----- SOURCE EXCERPT -----
My husband, at his birthday lunch Posted by Picasa
Two of our guests -- namely Snow White and Rose Red in their striped Koigu sweaters. Posted by Picasa

The birthday was a total success. I'm sorry not to have written yesterday. I was exhausted, and perhaps, if the truth be told, somewhat hung over.

Our four children gave my husband a small drawing by the artist he knows all about, and a delightful Grandchild Book for which each child had designed a page, at least those capable of such a feat. These things were presented just before lunch, and then we all walked up to the restaurant and there were the Nine Old Friends, a surprise as total for my husband as James's arrival on Thursday, and just as welcome. I think perhaps the best moment of the day, for me, was getting there and hearing the murmur of voices behind the door which meant that our friends had arrived and were drinking champagne.

The food and the service were fine, and we all had a nice time.

Nephew Theo, who arrived late and breathless straight off a transatlantic flight, is now in London compiling photographs onto CD's I hope. So there may be more birthday pictures soon.
----- EXTRACTED RECORDS -----
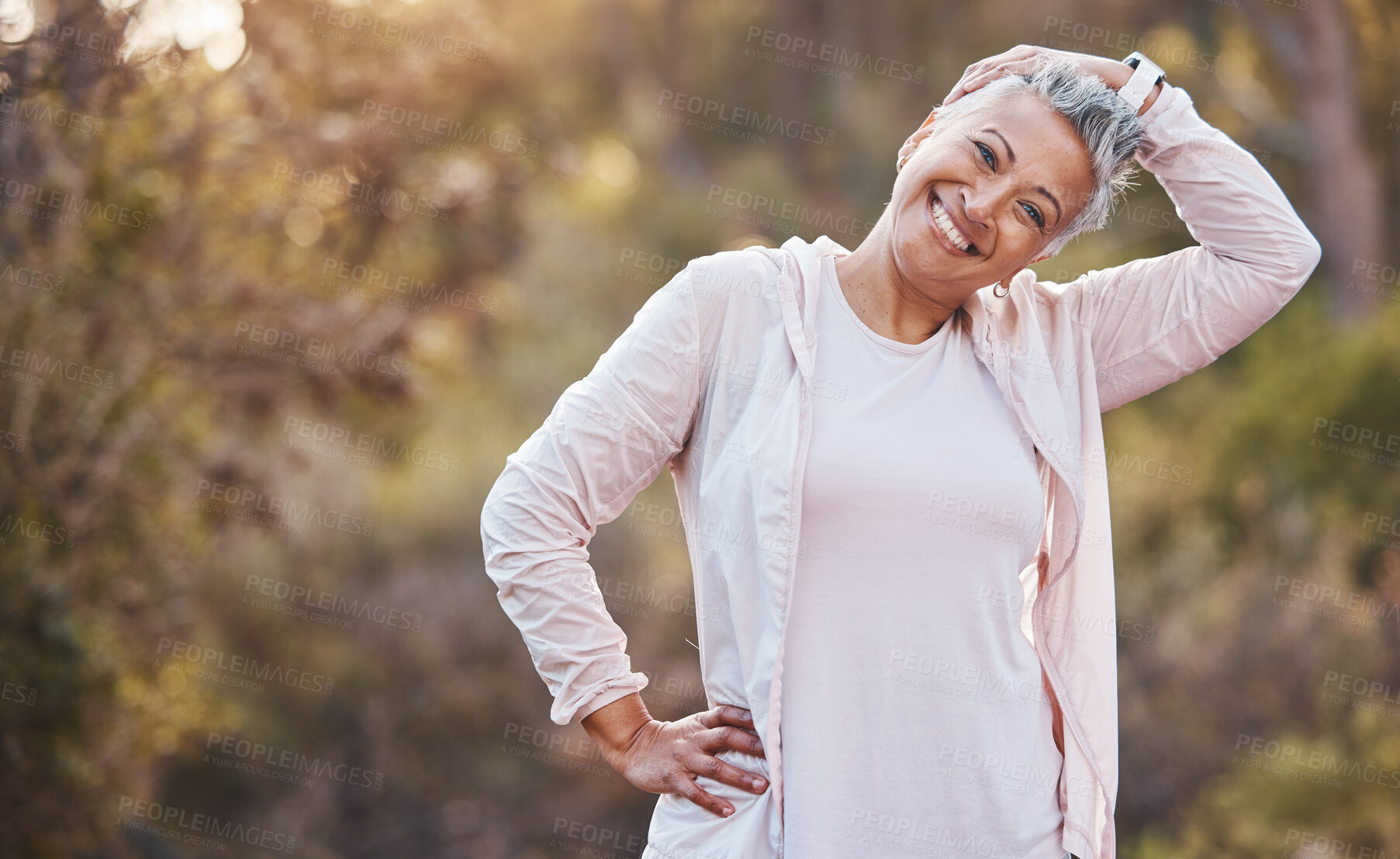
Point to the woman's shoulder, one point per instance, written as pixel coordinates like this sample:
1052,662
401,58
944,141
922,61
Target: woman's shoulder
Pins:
735,276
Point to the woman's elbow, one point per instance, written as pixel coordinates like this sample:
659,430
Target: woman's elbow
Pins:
1308,255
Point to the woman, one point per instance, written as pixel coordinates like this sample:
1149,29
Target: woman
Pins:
890,464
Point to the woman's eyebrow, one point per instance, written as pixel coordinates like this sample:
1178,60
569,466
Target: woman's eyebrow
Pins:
1011,158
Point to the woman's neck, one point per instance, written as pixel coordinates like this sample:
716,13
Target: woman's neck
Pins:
883,299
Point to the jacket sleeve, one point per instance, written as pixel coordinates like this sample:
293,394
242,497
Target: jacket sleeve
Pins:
608,436
1156,320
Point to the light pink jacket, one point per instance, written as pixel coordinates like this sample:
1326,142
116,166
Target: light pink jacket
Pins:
714,379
-----
> [PROBLEMS]
1/ Answer these questions using the birthday post:
(a) What were the two guests called Snow White and Rose Red wearing?
(b) What two gifts did the four children give the husband?
(c) How did Nephew Theo arrive?
2/ Retype the part of the birthday post that runs from "My husband, at" to "were drinking champagne.".

> [EXERCISE ANSWERS]
1/
(a) Striped Koigu sweaters.
(b) A small drawing by the artist he knows all about, and a Grandchild Book for which each child had designed a page.
(c) Late and breathless, straight off a transatlantic flight.

2/
My husband, at his birthday lunch Posted by Picasa
Two of our guests -- namely Snow White and Rose Red in their striped Koigu sweaters. Posted by Picasa

The birthday was a total success. I'm sorry not to have written yesterday. I was exhausted, and perhaps, if the truth be told, somewhat hung over.

Our four children gave my husband a small drawing by the artist he knows all about, and a delightful Grandchild Book for which each child had designed a page, at least those capable of such a feat. These things were presented just before lunch, and then we all walked up to the restaurant and there were the Nine Old Friends, a surprise as total for my husband as James's arrival on Thursday, and just as welcome. I think perhaps the best moment of the day, for me, was getting there and hearing the murmur of voices behind the door which meant that our friends had arrived and were drinking champagne.